--- Directives ---
1/ Can you reproduce, word for word, the part of the LKCD netdump message that opens with the words containing "Chen, Terence terence.chen" and closes with "MV CGLE release."?
2/ How might the LKCD netdump message go on? Write its continuation, starting right after its last sentence.

[cgl_discussion] [Fwd: [Dcl_tech_board] Linux Kernel Crash Du mp (LKCD) evaluation]

Chen, Terence terence.chen at intel.com
Mon Apr 14 08:28:23 PDT 2003


In terms of netdump over LKCD. Mohamed Abbas has implemented it as part of
CGL 1.1. He integrated it back to LKCD project and has been tested with CGL
test suite as part of MV CGLE release.

John, you might want to talk to Steve and see if the work is done or can be
re-use.

--- Given information ---
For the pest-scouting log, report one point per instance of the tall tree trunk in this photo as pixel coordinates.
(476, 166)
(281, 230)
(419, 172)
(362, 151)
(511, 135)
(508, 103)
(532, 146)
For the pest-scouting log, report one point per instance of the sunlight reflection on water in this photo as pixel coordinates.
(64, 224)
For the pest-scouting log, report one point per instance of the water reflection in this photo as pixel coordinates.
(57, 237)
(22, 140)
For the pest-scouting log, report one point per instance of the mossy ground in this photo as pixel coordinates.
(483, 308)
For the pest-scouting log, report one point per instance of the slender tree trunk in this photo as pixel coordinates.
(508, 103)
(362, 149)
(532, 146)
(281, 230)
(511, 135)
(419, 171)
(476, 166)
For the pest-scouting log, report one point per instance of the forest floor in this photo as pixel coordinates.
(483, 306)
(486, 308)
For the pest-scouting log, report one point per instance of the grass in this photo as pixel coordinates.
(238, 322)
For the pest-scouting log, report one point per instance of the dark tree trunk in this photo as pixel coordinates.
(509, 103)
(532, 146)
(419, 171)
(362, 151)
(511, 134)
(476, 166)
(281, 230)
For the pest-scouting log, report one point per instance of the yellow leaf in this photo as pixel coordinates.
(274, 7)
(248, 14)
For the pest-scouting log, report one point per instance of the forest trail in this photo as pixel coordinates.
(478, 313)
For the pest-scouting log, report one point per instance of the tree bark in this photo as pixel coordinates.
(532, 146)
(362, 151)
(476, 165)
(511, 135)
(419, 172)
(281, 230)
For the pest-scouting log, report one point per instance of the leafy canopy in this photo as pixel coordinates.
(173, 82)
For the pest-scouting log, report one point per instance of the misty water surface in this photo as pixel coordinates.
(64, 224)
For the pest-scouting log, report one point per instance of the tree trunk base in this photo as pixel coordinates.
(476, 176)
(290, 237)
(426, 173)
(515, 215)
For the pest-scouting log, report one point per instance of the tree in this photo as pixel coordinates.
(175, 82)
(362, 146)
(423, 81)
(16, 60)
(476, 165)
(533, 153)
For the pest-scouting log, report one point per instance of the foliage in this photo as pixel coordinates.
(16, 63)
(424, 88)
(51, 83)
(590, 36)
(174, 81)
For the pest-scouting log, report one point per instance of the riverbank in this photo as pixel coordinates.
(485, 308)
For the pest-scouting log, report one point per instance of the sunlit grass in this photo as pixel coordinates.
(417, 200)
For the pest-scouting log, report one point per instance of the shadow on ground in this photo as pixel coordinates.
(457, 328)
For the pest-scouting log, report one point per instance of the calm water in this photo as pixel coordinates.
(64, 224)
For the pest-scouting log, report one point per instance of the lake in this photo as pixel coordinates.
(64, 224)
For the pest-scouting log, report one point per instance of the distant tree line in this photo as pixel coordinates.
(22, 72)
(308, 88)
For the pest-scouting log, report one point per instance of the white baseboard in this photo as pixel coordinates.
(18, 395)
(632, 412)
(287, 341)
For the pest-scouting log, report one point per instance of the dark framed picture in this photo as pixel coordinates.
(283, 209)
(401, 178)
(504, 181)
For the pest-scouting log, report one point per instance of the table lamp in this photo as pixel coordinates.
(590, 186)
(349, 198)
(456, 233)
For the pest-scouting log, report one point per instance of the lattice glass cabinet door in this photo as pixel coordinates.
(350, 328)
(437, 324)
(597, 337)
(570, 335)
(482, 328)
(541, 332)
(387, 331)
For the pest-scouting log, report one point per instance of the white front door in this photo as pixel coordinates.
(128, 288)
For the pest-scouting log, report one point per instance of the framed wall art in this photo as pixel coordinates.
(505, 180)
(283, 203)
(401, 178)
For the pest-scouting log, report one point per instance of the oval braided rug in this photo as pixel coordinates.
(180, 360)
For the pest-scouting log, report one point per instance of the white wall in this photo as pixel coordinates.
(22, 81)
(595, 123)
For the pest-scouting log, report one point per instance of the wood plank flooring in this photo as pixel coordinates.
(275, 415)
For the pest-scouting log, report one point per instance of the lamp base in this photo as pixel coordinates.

--- Answers ---
1/
Chen, Terence terence.chen at intel.com
Mon Apr 14 08:28:23 PDT 2003


In terms of netdump over LKCD. Mohamed Abbas has implemented it as part of
CGL 1.1. He integrated it back to LKCD project and has been tested with CGL
test suite as part of MV CGLE release.

2/
-Terence

> -----Original Message-----
> From: John Cherry [mailto:cherry at osdl.org]
> Sent: Friday, April 11, 2003 5:25 PM
> To: cgl_discussion at osdl.org
> Subject: [cgl_discussion] [Fwd: [Dcl_tech_board] Linux Kernel 
> Crash Dump
> (LKCD) evaluation]
> 
> 
> Steve Hemminger (of DCL fame) wrote up a nice synopsis of the Linux
> Kernel Crash Dump (LKCD) project and where it is going.  There are a
> number of reasons that LKCD is not gaining mainline acceptance
> (dependency on kexec, arch specific, too invasive, bloat, 
> etc.).  Linus
> has stated that he would consider a network-only crash dump, 
> but that is
> not where LKCD is heading.
> 
> Steve is proposing a mini crash dump project that has a chance of
> mainline acceptance.  This would be beneficial to DCL, CGL, and the
> community at large.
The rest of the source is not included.